◆ **Prompt**: Rewrite the part of the records that opens with the line containing "Could you point to the gray upper" and closes with the line containing "Query: wooden bar stool", replacing "upper" with "overhead" and keeping everything else the same.

◆ **Records shown**:
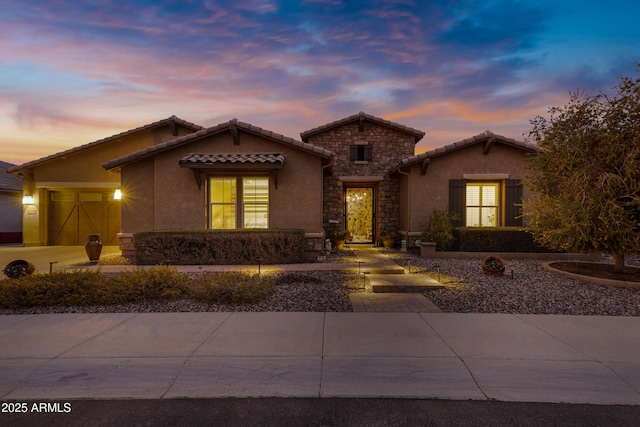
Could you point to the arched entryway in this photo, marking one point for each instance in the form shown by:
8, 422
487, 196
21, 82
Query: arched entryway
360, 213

--

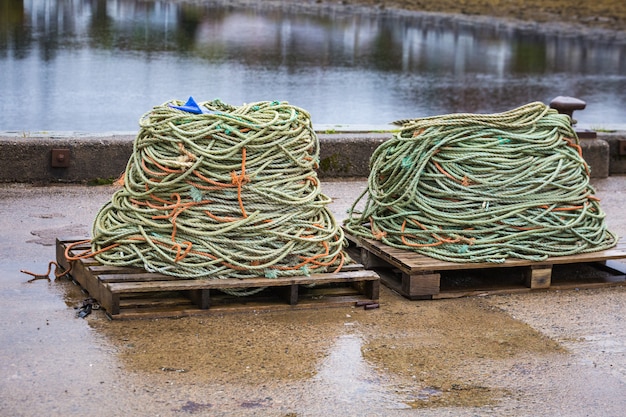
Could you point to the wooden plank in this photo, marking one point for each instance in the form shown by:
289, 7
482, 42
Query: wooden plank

---

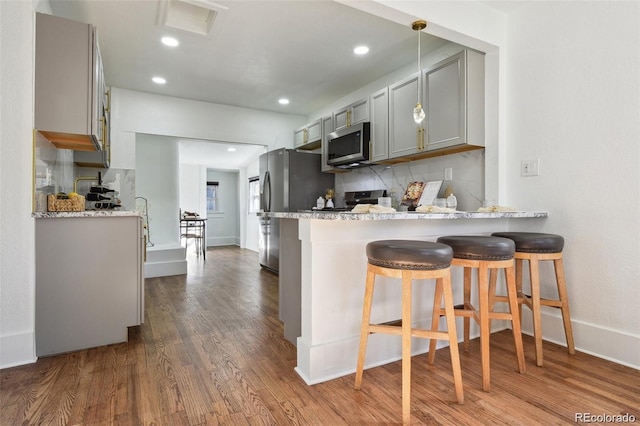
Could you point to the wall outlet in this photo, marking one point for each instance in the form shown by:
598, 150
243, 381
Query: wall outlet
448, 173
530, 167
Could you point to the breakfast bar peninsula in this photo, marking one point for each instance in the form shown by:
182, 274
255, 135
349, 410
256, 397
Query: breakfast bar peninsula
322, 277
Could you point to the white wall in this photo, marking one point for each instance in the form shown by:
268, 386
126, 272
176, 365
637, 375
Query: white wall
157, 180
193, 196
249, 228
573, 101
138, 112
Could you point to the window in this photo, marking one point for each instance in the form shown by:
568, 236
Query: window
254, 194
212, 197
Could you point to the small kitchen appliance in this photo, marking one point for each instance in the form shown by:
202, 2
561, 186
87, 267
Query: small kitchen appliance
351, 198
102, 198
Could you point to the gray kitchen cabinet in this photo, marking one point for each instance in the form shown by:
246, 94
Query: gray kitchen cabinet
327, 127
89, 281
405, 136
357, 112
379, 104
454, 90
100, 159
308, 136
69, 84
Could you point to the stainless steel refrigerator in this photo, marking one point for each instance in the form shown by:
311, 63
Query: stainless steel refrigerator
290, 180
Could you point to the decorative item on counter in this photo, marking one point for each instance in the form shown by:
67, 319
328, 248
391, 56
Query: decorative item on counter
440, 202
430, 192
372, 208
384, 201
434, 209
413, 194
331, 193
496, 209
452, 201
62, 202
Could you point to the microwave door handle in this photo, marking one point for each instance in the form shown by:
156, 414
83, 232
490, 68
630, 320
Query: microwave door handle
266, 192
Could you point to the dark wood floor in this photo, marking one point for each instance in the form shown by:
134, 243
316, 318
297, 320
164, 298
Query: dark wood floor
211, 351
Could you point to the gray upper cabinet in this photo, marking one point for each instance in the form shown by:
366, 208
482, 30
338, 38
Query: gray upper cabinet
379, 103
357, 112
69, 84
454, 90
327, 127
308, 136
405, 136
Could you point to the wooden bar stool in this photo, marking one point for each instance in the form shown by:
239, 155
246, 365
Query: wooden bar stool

◆ **Response**:
Could you point to the gray overhead cabinet in this photo, marking one point for each instance in the form shown by:
366, 208
482, 30
338, 38
Query: gray overhead cabinet
379, 103
357, 112
69, 84
454, 90
327, 127
308, 136
405, 136
Could you point to the wooden bar stool in this photo, marking one point for each instance in the form shown by:
239, 155
246, 365
Query: wooden bar stool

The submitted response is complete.